What is being asked
Pull out the forum thread on oysters in full, reproducing it word for word.

Reading passage
########

# oysters



## riptide2250 (Jan 2, 2008)

my favorite way to eat oysters, buy a sack full ,put on grill till they pop open. add picante sauce, shredded cheese,jalopena slice and put back on grill till cheese melts,put on cracker and eat.


----------



## 192 (Oct 1, 2007)

same start but pack em w/ green garlic and sharp chedder.....


----------



## riptide2250 (Jan 2, 2008)

never thought about garlic, thanks. :clap

also was told to try rotel tomatoes and cheese.:doh


----------



## ReelDuel (Oct 4, 2007)

parsley, bacon bitsand butter.

My favorite though is right out of the shell....


----------



## backlashnpcola (Jan 19, 2009)

I like to throw them on the grill then when they open up I pour a little garlicbutter on them That there if fine viddles


----------



## DKFREE (Sep 1, 2008)

########

Dataset rows showing where objects appear
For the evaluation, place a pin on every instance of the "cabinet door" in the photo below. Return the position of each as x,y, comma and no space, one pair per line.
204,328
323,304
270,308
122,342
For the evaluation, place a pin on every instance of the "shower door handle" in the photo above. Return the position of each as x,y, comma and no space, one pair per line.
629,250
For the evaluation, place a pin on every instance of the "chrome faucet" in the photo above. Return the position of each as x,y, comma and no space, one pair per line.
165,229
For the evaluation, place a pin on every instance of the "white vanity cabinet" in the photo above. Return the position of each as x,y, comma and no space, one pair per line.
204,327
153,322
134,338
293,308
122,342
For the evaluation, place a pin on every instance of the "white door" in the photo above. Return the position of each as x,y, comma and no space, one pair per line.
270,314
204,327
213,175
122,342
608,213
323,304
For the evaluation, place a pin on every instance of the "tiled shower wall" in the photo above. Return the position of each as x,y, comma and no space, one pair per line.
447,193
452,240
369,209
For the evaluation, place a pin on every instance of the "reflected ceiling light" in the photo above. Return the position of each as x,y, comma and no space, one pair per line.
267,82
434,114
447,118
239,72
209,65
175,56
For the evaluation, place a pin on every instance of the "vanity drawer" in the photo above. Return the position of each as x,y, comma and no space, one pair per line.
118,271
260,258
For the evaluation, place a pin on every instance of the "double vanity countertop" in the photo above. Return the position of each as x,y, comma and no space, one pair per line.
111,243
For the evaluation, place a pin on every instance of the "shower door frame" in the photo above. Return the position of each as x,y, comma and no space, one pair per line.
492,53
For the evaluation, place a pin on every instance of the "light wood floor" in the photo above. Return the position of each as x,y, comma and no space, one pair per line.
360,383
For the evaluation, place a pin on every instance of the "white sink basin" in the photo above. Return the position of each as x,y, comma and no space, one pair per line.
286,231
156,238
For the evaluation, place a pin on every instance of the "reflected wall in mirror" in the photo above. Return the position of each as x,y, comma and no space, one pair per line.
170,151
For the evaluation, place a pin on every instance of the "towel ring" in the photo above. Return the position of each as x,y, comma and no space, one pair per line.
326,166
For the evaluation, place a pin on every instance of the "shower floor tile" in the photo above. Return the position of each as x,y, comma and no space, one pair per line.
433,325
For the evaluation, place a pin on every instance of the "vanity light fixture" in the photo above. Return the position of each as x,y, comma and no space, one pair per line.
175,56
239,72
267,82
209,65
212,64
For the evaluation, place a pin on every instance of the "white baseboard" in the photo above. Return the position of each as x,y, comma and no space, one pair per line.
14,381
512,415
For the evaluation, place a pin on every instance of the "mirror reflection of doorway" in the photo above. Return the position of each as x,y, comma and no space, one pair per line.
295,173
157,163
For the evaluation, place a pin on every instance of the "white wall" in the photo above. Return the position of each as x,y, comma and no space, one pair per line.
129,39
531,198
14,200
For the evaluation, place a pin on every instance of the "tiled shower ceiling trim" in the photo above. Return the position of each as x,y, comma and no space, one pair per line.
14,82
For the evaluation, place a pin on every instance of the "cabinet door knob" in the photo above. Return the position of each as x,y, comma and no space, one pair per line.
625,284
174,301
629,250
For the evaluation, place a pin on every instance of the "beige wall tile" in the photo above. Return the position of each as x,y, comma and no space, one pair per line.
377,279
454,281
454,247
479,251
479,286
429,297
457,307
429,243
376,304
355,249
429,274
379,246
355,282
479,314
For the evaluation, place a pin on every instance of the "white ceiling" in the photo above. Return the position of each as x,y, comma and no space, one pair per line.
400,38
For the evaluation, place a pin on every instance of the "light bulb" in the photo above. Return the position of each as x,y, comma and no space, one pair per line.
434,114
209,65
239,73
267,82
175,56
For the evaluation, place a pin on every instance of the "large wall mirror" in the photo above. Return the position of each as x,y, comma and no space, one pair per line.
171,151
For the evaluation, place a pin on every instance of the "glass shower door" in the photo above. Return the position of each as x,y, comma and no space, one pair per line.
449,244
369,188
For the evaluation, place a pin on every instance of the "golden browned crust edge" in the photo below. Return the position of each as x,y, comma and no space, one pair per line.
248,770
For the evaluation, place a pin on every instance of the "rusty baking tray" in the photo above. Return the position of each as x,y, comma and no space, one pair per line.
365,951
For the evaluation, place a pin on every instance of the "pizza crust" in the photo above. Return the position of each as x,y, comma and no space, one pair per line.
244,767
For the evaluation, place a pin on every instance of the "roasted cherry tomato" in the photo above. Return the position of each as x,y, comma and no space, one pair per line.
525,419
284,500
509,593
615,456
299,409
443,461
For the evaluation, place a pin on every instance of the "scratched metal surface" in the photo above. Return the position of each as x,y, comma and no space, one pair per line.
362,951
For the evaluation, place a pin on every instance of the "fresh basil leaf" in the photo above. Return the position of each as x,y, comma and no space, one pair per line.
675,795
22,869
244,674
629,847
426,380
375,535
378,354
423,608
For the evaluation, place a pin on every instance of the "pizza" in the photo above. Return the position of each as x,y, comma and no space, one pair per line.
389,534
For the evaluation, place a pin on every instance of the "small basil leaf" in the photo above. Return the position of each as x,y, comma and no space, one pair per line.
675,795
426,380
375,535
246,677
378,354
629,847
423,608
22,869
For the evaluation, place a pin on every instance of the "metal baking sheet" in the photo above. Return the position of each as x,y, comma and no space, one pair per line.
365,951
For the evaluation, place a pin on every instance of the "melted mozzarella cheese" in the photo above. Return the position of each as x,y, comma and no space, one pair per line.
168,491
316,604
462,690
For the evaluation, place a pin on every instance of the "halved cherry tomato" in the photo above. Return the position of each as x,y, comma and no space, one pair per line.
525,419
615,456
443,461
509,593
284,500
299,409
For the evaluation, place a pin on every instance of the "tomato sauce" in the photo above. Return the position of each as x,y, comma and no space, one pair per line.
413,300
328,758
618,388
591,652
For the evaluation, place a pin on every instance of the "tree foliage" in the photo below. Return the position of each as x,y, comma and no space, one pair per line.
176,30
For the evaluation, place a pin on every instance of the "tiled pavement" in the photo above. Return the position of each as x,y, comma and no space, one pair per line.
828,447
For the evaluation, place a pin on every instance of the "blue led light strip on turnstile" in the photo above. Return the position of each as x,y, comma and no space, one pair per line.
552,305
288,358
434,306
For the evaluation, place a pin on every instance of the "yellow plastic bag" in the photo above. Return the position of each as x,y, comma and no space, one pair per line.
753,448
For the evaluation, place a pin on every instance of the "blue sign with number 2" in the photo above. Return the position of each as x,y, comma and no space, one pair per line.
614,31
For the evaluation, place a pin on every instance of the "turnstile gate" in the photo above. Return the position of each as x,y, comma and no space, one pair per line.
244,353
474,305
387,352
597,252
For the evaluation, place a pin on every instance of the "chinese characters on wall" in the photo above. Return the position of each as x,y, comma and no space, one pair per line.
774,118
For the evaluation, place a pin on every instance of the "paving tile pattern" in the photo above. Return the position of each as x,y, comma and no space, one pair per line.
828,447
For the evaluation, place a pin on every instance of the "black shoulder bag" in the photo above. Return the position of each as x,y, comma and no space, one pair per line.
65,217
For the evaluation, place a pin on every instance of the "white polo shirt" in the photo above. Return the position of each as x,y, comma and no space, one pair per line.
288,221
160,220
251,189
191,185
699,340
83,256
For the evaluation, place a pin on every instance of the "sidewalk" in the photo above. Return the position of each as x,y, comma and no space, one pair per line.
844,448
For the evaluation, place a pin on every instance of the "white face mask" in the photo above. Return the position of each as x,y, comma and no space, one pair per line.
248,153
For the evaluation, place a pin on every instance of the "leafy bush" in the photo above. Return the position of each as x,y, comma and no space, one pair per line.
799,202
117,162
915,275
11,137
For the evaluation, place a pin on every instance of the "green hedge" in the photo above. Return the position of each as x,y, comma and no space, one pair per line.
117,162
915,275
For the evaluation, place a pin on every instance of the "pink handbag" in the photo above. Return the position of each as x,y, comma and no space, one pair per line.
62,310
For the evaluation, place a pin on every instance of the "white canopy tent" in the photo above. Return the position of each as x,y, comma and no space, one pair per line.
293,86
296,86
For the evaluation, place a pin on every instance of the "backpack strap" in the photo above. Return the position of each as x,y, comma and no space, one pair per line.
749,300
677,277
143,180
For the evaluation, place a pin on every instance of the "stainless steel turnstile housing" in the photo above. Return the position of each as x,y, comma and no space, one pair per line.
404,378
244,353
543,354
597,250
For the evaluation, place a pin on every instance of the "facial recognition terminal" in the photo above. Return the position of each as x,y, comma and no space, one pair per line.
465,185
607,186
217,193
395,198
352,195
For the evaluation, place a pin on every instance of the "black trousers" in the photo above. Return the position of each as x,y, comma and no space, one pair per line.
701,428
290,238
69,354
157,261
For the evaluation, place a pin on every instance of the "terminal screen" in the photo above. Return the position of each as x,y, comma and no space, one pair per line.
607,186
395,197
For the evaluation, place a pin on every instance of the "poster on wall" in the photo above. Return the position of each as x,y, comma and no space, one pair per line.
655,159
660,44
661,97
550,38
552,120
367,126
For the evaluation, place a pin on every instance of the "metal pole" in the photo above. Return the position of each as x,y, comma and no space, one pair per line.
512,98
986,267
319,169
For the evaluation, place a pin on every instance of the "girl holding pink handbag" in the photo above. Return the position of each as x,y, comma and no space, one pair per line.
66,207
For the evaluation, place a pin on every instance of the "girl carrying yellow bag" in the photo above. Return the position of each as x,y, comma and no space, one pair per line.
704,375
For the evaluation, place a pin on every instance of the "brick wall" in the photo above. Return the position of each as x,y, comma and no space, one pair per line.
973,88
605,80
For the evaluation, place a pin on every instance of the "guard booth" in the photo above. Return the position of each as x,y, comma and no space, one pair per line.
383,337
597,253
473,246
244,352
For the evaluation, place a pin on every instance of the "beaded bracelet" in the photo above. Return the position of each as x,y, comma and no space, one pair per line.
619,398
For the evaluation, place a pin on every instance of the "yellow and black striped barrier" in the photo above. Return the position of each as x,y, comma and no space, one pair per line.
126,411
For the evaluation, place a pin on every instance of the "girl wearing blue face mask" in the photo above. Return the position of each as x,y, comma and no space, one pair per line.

########

Written answer
# oysters



## riptide2250 (Jan 2, 2008)

my favorite way to eat oysters, buy a sack full ,put on grill till they pop open. add picante sauce, shredded cheese,jalopena slice and put back on grill till cheese melts,put on cracker and eat.


----------



## 192 (Oct 1, 2007)

same start but pack em w/ green garlic and sharp chedder.....


----------



## riptide2250 (Jan 2, 2008)

never thought about garlic, thanks. :clap

also was told to try rotel tomatoes and cheese.:doh


----------



## ReelDuel (Oct 4, 2007)

parsley, bacon bitsand butter.

My favorite though is right out of the shell....


----------



## backlashnpcola (Jan 19, 2009)

I like to throw them on the grill then when they open up I pour a little garlicbutter on them That there if fine viddles


----------



## DKFREE (Sep 1, 2008)